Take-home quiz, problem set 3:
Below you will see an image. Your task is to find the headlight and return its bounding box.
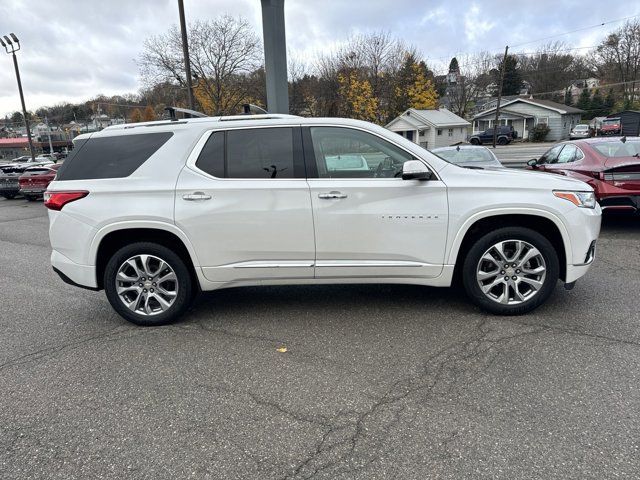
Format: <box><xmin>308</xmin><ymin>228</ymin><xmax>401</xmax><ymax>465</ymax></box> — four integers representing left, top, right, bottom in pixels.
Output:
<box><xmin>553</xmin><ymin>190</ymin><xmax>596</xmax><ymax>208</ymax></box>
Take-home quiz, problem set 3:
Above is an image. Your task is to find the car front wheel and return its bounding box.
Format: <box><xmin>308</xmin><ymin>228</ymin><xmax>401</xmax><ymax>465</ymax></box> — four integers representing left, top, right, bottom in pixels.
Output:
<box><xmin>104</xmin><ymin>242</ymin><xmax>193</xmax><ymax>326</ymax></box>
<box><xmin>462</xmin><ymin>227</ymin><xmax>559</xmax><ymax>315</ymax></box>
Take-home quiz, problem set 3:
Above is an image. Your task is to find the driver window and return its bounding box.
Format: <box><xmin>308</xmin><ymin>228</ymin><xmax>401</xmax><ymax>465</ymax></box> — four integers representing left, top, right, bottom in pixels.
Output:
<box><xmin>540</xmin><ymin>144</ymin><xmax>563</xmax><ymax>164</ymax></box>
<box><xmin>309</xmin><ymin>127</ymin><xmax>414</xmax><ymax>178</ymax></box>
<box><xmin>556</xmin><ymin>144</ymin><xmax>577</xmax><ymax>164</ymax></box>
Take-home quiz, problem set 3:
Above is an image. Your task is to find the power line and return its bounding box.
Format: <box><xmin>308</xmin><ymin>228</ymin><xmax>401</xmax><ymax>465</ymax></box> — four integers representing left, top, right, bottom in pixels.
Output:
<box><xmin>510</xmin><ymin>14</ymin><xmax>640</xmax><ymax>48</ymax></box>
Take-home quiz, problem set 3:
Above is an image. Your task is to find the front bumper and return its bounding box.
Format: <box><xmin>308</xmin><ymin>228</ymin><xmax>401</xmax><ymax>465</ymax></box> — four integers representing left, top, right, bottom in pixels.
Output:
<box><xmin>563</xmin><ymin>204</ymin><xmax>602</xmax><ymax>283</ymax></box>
########################################
Pick every line containing the word "bounding" out of the material, and copy those lines.

*Exercise result*.
Below you will see an image. Your task is to find the headlight and return its bounding box.
Above is an image. Your task is to find the car front wheel and return its bounding box.
Above is an image. Your task is to find the driver window and return its bounding box.
Above is an image. Your task is to find the power line and return its bounding box.
Above is an image. Your task is to find the front bumper and return its bounding box.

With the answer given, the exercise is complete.